___ DOCUMENT ___
When World War II erupted and the U.S. pledged its troops, Dempsey joined a host of former heavyweight champions like Tunney, Max Baer and James Braddock in serving. Involvement was mostly symbolic for “The Manassa Mauler,” who was in his late 40s and wanted to right an old wrong. But future heavyweight champs Ezzard Charles and Rocky Marciano also served, adding to the list.
Most importantly, heavyweight king Joe Louis not only joined the U.S. Army but became a go-to symbol of hope and patriotism. He even took leave from serving to defend the heavyweight title, and he initially did most of this nearly for free. Louis later paid a heavy price for his time in the army, as he picked up considerable wear on his body and accrued debt while fighting exhibitions.
Tradition worked against Ali. Generally speaking, heavyweight champions answered when called to serve in the military. Louis criticized Ali for refusing induction and Ali responded angrily, saying, “Joe Louis was a sucker. Look what happened to him.”
___
• _STATED TASK A_: Please rewrite the records from the line holding "Could you kindly pick out the white pom" through the end of the records, inclusive, changing "white pom pom" to "fluffy pom pom" and leaving everything else unchanged.
___ GIVEN INFORMATION ___
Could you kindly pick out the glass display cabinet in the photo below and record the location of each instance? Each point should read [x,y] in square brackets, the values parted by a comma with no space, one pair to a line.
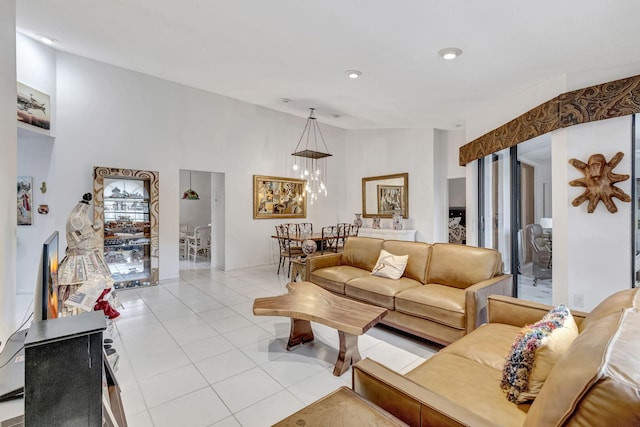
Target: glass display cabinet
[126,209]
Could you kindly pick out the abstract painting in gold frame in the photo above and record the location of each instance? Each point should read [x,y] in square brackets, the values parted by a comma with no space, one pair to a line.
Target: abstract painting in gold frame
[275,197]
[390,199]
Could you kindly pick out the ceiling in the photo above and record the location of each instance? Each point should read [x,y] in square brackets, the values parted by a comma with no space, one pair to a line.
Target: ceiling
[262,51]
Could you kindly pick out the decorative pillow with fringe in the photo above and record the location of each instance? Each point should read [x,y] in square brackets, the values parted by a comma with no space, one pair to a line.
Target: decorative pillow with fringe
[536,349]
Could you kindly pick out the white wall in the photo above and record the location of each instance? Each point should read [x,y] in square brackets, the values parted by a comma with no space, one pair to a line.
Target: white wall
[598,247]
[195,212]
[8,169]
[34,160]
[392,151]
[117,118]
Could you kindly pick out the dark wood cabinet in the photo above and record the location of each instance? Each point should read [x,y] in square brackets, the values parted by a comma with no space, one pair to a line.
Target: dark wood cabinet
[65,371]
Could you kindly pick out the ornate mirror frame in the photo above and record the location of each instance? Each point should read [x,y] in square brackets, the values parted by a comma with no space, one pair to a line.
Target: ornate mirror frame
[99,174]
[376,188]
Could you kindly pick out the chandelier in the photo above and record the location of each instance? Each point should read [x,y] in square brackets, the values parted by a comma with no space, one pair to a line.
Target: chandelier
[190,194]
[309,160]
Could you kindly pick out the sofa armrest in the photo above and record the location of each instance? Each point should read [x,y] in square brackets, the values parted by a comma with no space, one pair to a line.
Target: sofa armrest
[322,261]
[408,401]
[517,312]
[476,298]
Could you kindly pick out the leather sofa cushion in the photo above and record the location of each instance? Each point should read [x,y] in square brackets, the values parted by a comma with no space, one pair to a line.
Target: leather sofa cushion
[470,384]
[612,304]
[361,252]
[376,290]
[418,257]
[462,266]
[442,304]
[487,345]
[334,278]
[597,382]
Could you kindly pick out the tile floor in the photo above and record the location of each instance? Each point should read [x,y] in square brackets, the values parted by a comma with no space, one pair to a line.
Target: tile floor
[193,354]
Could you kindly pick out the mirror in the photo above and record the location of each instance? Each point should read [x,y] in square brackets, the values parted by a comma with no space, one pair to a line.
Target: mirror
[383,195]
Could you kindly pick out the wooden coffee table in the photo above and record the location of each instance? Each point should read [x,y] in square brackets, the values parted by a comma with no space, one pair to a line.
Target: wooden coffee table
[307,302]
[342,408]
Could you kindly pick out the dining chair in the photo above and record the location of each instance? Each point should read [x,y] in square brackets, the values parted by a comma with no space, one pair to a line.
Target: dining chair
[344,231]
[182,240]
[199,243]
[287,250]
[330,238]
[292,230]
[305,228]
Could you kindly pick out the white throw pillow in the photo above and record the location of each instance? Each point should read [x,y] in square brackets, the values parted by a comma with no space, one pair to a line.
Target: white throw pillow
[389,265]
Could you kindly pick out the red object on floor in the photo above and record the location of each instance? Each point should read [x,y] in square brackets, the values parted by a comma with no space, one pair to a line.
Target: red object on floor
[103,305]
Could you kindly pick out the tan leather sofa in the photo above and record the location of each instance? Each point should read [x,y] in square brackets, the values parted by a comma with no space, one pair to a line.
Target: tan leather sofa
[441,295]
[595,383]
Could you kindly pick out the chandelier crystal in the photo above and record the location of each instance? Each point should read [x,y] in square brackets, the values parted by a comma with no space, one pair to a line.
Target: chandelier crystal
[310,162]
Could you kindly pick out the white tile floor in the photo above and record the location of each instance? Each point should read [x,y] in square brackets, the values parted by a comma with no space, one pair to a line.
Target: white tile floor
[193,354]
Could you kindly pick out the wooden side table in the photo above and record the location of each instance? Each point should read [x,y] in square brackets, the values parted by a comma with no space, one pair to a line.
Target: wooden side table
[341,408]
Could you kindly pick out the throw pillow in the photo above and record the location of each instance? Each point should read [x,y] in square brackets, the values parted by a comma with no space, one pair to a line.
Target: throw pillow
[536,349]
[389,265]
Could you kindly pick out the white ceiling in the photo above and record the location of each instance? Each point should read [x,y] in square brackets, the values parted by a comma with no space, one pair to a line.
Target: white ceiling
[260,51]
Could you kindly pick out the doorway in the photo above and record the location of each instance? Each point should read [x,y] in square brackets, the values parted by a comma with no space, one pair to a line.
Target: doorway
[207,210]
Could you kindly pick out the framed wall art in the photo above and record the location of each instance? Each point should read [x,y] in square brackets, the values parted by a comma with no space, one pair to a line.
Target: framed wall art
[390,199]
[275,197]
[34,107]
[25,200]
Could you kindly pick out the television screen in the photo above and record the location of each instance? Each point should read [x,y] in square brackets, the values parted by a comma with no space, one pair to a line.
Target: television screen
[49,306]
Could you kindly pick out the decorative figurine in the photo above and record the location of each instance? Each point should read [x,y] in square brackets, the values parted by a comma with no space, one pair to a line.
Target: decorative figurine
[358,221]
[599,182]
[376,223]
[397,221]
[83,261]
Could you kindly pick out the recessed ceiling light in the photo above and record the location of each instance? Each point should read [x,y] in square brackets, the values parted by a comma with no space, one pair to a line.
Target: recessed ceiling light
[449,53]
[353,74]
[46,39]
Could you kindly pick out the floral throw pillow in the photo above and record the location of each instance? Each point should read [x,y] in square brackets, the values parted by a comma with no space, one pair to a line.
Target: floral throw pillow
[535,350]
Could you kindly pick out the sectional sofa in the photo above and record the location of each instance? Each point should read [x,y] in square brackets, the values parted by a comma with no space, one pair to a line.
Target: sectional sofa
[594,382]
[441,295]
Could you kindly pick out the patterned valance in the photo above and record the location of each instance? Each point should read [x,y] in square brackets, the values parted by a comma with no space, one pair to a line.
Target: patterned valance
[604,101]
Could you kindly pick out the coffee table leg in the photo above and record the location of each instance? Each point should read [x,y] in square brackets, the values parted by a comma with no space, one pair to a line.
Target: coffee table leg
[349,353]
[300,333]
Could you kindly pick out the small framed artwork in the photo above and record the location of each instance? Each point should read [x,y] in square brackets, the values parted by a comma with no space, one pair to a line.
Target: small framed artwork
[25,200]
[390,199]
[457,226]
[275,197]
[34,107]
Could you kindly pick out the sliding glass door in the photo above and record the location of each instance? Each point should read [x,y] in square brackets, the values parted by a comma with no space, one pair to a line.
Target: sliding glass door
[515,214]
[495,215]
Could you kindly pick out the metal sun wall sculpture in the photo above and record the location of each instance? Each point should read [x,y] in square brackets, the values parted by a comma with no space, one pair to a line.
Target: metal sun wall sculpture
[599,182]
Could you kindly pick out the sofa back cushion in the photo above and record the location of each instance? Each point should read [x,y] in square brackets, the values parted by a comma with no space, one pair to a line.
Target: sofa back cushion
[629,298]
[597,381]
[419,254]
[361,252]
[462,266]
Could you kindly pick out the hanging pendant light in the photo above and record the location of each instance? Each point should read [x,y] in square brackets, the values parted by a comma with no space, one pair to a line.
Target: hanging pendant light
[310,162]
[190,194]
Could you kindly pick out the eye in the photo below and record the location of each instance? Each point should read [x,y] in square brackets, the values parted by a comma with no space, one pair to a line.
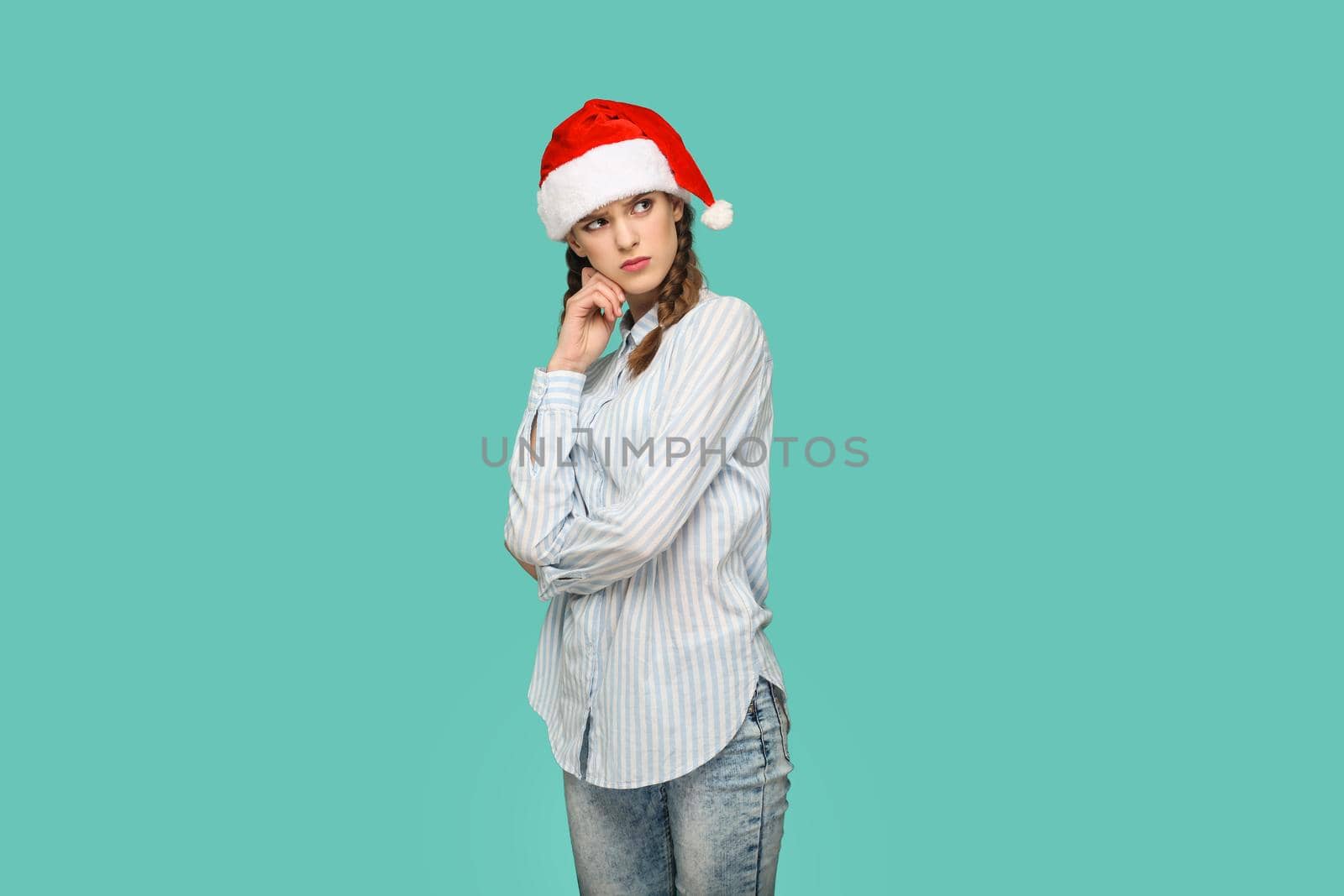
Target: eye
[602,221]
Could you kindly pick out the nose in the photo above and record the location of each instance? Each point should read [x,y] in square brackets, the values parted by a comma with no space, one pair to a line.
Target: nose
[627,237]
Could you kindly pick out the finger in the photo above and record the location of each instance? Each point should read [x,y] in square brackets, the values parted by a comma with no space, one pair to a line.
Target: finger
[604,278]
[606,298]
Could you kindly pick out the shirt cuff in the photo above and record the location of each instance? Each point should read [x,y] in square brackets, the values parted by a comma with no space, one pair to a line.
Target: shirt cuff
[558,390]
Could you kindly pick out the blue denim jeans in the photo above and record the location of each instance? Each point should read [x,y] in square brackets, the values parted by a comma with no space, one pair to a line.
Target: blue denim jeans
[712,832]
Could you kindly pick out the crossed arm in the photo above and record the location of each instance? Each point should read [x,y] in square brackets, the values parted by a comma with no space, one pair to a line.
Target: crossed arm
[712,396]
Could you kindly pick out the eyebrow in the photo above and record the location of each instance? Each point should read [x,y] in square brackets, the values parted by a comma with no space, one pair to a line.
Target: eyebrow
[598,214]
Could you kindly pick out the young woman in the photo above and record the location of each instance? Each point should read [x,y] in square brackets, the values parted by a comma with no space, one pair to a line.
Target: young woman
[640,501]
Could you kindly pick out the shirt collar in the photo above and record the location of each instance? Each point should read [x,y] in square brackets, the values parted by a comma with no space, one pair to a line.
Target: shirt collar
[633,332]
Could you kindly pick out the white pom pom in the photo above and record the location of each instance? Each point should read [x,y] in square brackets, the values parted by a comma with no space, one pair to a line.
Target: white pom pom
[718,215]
___
• _STATED TASK B_: In the passage on heavyweight champions and military service, which two future heavyweight champions are named as having also served?

• _TASK SOLUTION A_:
Could you kindly pick out the fluffy pom pom in the photo above and record the location of each instance? Each point should read [x,y] in square brackets, the values parted by a comma with no space, one pair to a line.
Target: fluffy pom pom
[718,215]

• _TASK SOLUTION B_: Ezzard Charles and Rocky Marciano.